_Stated problem_
Write out each of the following lines word for word, without changing a single character.

_Coordinate annotation entries_
____

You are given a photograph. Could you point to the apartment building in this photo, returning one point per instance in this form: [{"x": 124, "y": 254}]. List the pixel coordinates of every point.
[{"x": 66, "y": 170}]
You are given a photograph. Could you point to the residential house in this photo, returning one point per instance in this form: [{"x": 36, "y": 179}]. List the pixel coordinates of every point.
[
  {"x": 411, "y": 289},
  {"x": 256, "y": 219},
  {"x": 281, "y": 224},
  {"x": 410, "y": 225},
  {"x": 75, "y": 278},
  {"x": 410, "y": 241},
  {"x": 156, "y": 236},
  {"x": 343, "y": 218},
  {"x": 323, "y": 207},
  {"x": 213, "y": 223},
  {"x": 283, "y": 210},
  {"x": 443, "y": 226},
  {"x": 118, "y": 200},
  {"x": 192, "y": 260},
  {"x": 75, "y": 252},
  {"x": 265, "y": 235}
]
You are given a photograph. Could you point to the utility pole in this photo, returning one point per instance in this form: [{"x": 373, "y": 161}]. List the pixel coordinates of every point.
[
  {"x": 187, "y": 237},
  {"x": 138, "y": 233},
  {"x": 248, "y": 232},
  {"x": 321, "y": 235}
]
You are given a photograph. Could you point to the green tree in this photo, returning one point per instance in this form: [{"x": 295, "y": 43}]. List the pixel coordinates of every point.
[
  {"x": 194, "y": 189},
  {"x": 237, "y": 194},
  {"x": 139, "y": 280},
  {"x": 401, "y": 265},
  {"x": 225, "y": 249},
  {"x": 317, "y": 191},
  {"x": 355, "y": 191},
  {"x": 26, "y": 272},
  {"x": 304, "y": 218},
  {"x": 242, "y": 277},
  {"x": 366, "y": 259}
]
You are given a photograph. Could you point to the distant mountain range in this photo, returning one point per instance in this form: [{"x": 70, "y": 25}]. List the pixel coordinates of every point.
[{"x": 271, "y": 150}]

____

_Written solution_
You are given a photograph. Could you point to the apartment building in this photo, returning one point per instance in this form: [{"x": 124, "y": 254}]. List the pixel coordinates of every point.
[{"x": 66, "y": 170}]
You are given a photograph. Could you point to the residential house in this photo, returning one point per instance in this form: [{"x": 36, "y": 179}]. List the pixel coordinates of every point.
[
  {"x": 411, "y": 289},
  {"x": 256, "y": 219},
  {"x": 281, "y": 224},
  {"x": 410, "y": 225},
  {"x": 75, "y": 278},
  {"x": 410, "y": 241},
  {"x": 156, "y": 236},
  {"x": 343, "y": 218},
  {"x": 323, "y": 207},
  {"x": 213, "y": 223},
  {"x": 283, "y": 210},
  {"x": 443, "y": 226},
  {"x": 118, "y": 200},
  {"x": 192, "y": 260},
  {"x": 75, "y": 252},
  {"x": 265, "y": 235}
]
You are given a photograph. Could you point to the utility pole in this photo, returning one point per instance in this form: [{"x": 373, "y": 161}]. List the pixel coordinates of every point.
[
  {"x": 187, "y": 237},
  {"x": 138, "y": 233},
  {"x": 248, "y": 232},
  {"x": 321, "y": 235}
]
You are given a photograph. Could you point to the green tree in this photo, returning one point per instance in this form: [{"x": 295, "y": 43}]. List the pixel coordinates of every point.
[
  {"x": 194, "y": 189},
  {"x": 237, "y": 194},
  {"x": 139, "y": 280},
  {"x": 401, "y": 265},
  {"x": 225, "y": 249},
  {"x": 317, "y": 191},
  {"x": 355, "y": 191},
  {"x": 26, "y": 272},
  {"x": 304, "y": 218},
  {"x": 242, "y": 277},
  {"x": 366, "y": 259}
]
You are given a photograph. Could you point to the distant mountain range in this photo, returning one point per instance in this form: [{"x": 70, "y": 25}]. List the pixel coordinates of every point.
[{"x": 271, "y": 150}]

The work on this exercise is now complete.